• **Description of the task**:
Copy everything from the line containing "For each <instance>" down to the line containing "0L311 140L366 361L388", swapping "rough mask" for "coarse mask" and leaving the rest as it is.

• **Records supplied**:

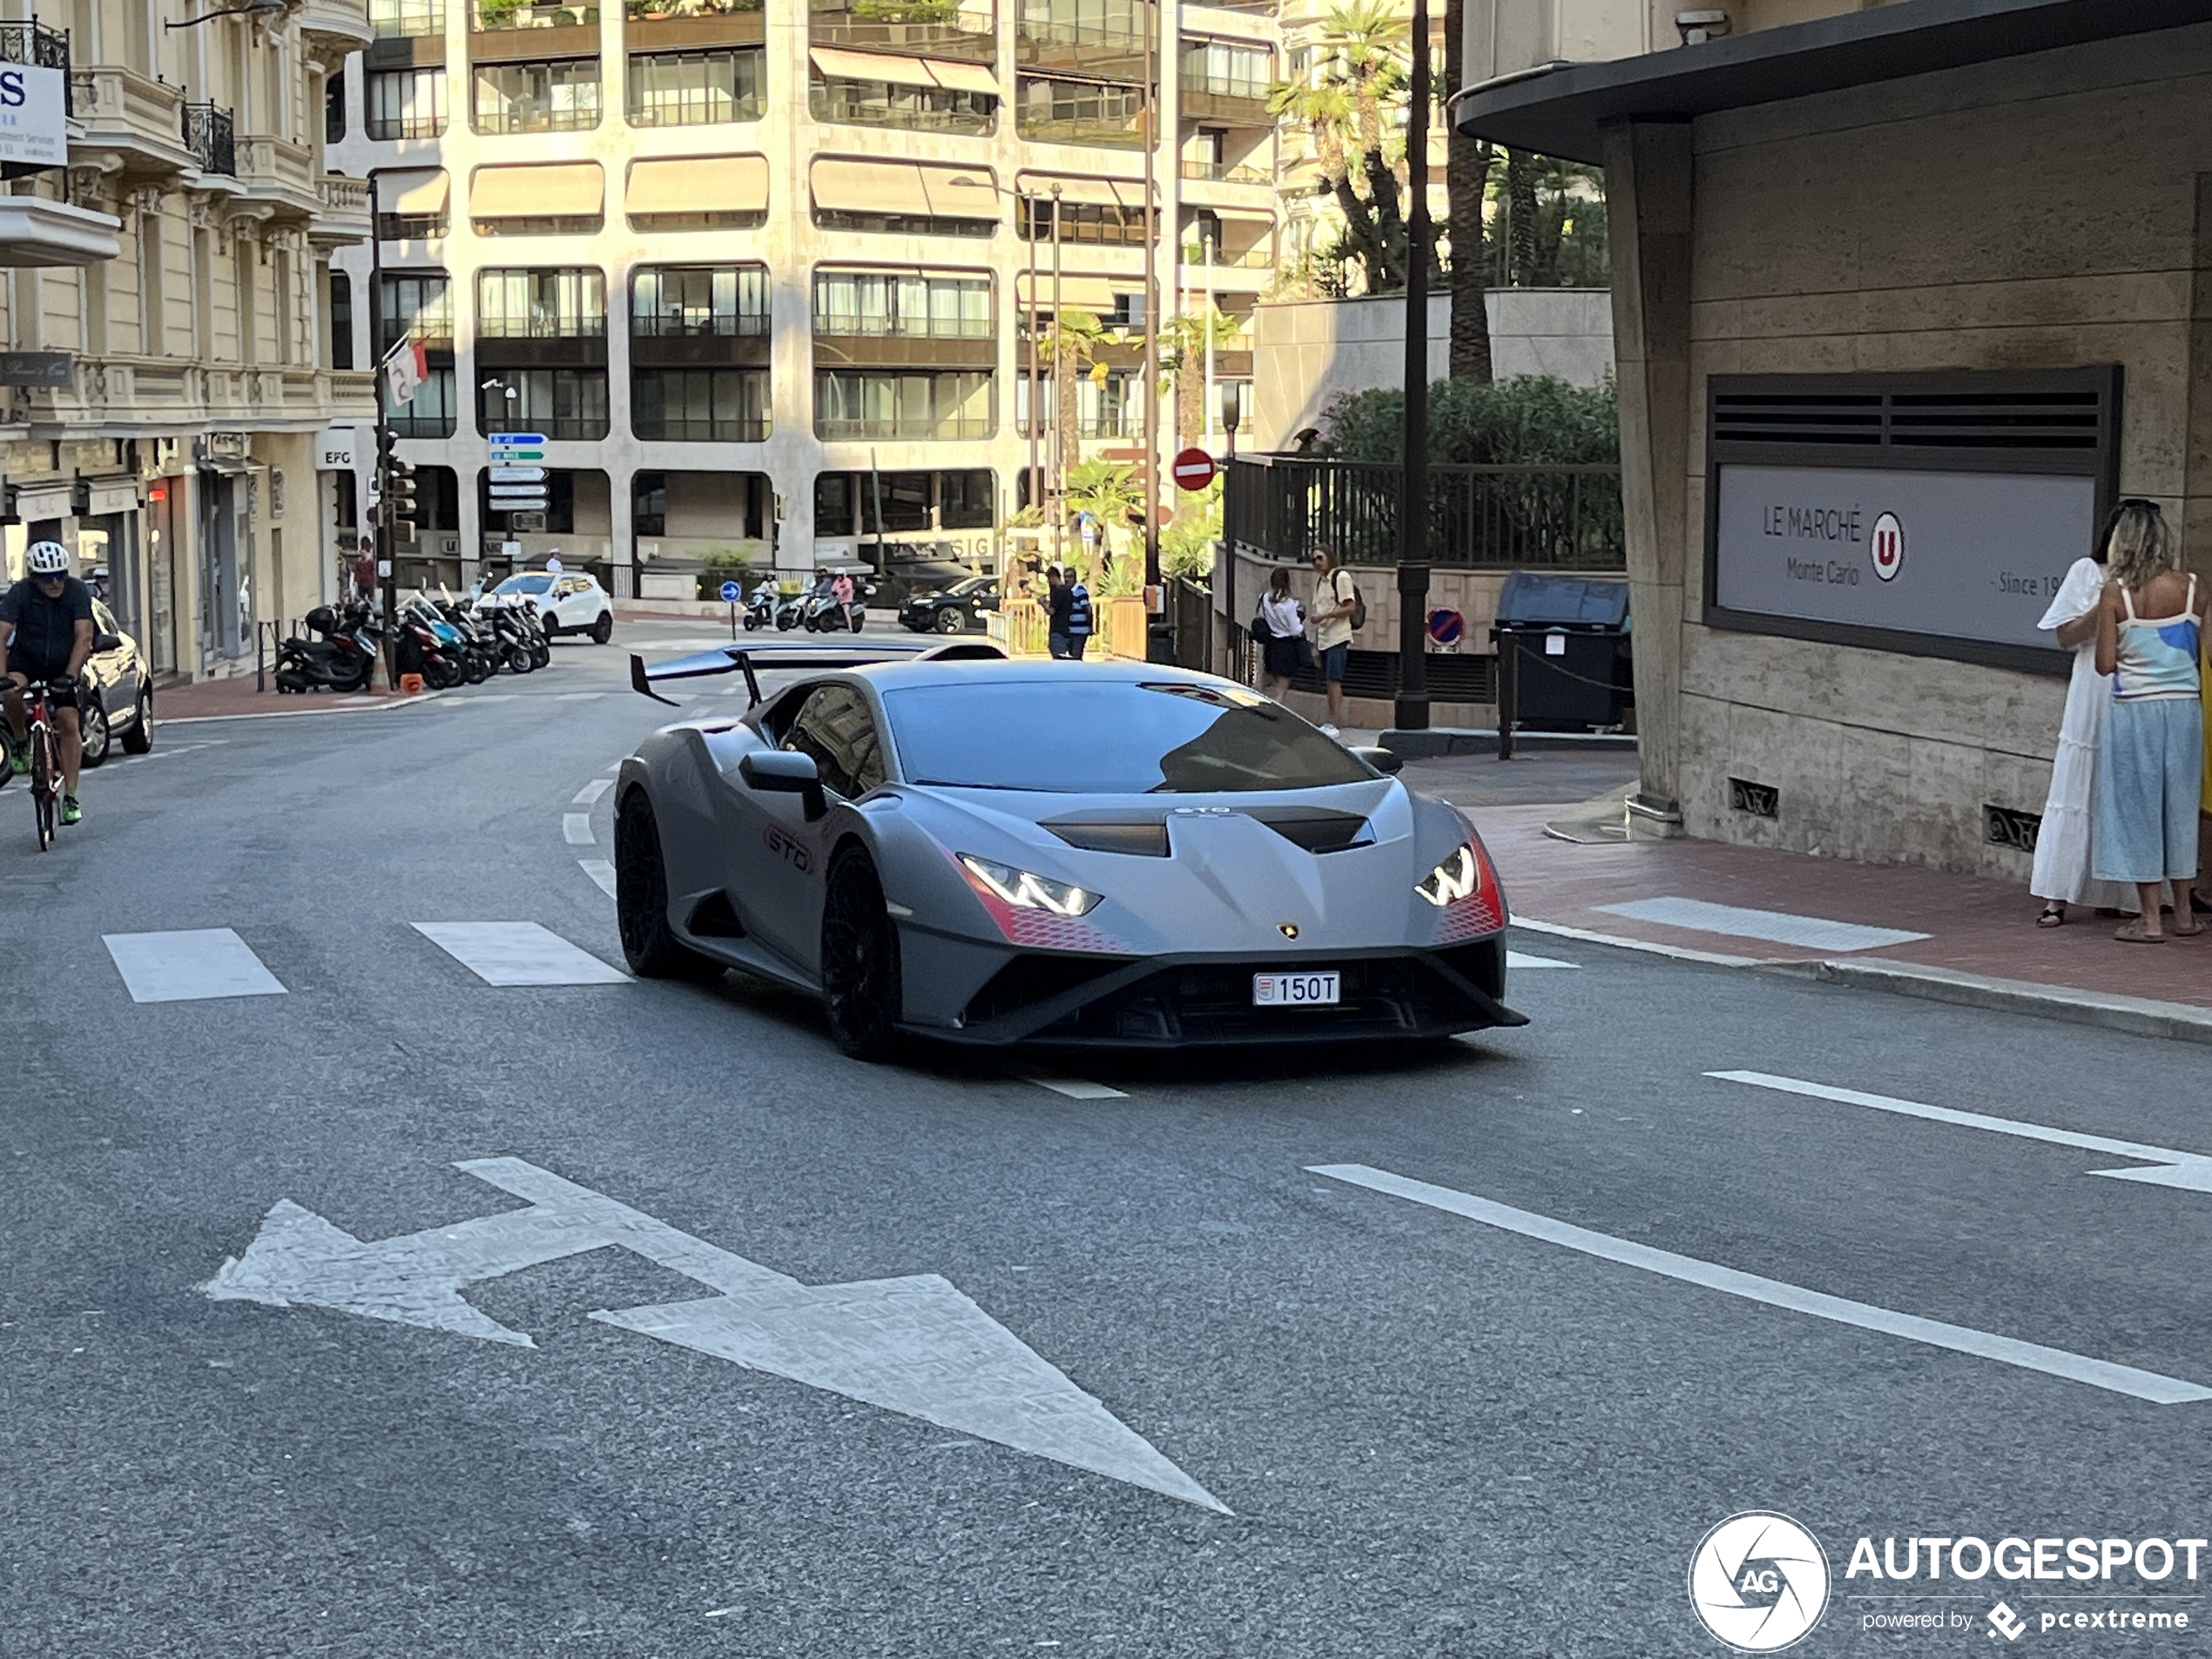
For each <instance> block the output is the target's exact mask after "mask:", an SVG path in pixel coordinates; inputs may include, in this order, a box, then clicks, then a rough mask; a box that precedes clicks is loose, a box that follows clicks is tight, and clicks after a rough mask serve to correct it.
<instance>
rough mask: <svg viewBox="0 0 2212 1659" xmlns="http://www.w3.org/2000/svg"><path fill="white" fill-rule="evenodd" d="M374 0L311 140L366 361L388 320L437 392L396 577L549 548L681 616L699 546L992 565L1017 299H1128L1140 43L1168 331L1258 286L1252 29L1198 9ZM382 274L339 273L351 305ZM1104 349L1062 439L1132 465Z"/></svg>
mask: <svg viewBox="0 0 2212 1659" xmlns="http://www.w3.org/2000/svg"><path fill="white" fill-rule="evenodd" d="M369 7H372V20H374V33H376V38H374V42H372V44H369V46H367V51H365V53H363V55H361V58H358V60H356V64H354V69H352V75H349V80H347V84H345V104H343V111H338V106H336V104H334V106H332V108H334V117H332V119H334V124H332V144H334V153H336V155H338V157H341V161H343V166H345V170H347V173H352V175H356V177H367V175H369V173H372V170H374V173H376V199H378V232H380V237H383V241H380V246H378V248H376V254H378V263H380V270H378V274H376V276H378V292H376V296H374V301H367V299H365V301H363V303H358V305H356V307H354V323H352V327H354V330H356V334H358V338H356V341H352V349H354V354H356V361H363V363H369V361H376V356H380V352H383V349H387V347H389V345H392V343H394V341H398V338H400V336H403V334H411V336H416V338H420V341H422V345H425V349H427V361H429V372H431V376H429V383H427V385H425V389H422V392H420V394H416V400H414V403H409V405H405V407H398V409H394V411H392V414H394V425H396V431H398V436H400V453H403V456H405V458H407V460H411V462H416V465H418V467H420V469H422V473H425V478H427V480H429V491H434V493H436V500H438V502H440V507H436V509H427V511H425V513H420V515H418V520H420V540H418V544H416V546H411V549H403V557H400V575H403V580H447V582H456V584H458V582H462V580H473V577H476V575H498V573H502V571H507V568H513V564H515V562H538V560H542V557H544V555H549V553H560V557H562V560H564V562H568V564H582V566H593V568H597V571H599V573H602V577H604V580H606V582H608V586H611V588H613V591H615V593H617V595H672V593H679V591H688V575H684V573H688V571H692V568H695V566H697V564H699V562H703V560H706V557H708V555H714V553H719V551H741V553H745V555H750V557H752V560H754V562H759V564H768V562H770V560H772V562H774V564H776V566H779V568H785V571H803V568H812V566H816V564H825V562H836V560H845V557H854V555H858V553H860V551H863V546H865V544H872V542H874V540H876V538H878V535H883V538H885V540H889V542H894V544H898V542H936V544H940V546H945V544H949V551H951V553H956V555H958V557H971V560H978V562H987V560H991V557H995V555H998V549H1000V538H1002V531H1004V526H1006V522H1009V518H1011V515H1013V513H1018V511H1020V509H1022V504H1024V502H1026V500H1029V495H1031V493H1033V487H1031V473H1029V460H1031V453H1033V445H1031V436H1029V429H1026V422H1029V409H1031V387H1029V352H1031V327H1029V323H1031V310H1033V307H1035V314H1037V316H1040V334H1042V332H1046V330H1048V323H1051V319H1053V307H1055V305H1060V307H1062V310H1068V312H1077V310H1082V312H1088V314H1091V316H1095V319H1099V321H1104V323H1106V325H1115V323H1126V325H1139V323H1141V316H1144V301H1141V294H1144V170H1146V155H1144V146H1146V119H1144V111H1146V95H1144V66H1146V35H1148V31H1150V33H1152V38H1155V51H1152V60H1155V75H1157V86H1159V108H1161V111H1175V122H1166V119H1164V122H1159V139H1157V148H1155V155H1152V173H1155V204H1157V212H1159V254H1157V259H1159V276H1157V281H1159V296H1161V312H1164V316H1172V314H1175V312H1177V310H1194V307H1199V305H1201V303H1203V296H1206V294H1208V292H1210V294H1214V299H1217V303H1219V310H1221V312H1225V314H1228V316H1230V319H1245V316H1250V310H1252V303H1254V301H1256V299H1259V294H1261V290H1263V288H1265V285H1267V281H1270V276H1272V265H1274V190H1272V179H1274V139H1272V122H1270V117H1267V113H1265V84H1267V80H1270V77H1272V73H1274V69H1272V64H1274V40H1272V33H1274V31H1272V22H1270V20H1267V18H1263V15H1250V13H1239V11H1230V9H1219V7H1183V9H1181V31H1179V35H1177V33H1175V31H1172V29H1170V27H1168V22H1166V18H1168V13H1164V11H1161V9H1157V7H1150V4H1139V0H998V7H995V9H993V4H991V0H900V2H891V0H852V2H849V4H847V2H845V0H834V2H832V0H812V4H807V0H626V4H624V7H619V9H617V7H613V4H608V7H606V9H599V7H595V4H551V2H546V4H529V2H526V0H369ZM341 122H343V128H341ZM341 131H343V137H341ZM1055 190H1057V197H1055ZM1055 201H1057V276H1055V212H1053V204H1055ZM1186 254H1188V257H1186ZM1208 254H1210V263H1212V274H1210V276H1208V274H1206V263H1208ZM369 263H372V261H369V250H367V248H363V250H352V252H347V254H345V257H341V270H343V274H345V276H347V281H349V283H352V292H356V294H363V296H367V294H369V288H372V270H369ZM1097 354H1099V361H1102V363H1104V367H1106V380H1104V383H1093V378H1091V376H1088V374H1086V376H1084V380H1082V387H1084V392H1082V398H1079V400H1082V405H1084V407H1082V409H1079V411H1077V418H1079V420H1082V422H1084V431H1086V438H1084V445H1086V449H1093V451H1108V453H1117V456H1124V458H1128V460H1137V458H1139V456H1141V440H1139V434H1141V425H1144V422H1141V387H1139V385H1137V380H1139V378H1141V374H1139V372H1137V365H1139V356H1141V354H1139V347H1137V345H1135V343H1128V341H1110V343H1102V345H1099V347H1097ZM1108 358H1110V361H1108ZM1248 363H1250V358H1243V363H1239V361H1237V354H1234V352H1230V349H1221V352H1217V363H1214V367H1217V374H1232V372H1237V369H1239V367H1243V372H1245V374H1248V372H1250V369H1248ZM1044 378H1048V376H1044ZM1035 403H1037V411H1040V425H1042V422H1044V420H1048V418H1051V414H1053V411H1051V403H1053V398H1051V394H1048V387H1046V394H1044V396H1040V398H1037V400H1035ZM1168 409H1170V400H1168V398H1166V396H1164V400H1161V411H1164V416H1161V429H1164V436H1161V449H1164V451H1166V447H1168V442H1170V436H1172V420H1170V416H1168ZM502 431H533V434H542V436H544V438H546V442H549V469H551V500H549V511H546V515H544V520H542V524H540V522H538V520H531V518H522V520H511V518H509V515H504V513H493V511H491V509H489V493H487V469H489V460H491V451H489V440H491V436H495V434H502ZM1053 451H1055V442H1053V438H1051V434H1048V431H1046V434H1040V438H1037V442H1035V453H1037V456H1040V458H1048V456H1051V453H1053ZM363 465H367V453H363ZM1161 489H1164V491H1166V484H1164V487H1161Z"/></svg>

---

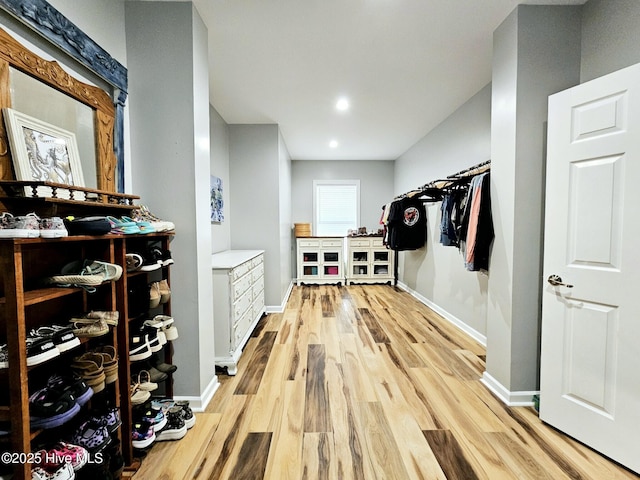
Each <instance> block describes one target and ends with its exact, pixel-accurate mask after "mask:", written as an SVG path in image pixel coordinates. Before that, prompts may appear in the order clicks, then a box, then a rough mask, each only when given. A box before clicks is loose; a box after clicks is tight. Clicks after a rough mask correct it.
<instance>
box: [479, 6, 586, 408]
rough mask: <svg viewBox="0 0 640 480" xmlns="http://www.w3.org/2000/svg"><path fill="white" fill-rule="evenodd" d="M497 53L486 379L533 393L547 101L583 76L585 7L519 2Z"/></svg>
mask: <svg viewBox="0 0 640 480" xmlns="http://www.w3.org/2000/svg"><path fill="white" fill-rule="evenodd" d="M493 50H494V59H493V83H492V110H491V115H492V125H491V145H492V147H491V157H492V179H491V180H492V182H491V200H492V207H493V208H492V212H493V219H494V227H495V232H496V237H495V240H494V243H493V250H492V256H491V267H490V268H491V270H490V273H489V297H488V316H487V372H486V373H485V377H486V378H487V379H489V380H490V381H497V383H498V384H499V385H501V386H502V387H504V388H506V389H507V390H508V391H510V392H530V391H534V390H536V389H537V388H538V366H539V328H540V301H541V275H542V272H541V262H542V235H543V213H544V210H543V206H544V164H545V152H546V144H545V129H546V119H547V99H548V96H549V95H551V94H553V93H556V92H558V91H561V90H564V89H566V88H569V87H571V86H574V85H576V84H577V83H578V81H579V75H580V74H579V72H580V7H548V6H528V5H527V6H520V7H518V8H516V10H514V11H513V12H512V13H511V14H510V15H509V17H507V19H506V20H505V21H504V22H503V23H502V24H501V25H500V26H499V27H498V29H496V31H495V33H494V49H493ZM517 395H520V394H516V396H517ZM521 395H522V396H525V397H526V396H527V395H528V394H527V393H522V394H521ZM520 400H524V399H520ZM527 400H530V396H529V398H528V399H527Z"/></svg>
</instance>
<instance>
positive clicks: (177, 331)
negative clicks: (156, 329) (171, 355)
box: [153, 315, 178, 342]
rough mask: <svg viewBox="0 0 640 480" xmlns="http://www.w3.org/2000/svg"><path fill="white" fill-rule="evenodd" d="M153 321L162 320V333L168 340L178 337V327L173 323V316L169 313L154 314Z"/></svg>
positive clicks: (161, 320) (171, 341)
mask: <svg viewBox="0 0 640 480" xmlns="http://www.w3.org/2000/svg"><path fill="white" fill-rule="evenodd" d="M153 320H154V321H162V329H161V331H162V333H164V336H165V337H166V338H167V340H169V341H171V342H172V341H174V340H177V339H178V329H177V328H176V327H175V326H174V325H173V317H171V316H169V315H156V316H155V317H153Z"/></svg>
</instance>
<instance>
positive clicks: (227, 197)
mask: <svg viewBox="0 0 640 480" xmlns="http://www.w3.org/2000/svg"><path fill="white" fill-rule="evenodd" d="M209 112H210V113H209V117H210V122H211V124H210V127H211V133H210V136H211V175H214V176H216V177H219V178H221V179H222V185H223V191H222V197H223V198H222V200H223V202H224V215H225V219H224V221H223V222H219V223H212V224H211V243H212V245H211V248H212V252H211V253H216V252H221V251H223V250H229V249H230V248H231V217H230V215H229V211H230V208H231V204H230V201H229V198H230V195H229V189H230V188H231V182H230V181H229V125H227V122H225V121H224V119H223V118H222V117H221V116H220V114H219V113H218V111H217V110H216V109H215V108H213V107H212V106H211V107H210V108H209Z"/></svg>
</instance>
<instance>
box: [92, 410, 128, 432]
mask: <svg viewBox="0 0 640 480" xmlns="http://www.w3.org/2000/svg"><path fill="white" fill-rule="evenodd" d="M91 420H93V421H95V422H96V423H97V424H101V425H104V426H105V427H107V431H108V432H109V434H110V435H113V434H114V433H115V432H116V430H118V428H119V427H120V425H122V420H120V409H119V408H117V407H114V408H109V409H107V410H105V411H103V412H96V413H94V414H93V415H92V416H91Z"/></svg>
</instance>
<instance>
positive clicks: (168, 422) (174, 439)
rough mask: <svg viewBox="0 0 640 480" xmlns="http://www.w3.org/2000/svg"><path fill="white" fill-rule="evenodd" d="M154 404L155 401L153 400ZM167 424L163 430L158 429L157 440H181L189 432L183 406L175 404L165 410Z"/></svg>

• **Exercise solution**:
For each <instance> block the output is the target's exact mask after "mask:", an SVG path in pixel coordinates; inputs may include, in this order, a box, then clicks, then a coarse mask; a box that precedes clicks is loose, a box that follows clicks is tight, and clicks after a coarse mask serve to correct it.
<instance>
coarse mask: <svg viewBox="0 0 2212 1659" xmlns="http://www.w3.org/2000/svg"><path fill="white" fill-rule="evenodd" d="M374 0L311 140L366 361L388 320L437 392L396 577L549 548L681 616L699 546L992 565L1017 299H1128L1140 43L1168 331L1258 286L1252 29L1198 9ZM382 274L339 273L351 305ZM1104 349L1062 439L1132 465Z"/></svg>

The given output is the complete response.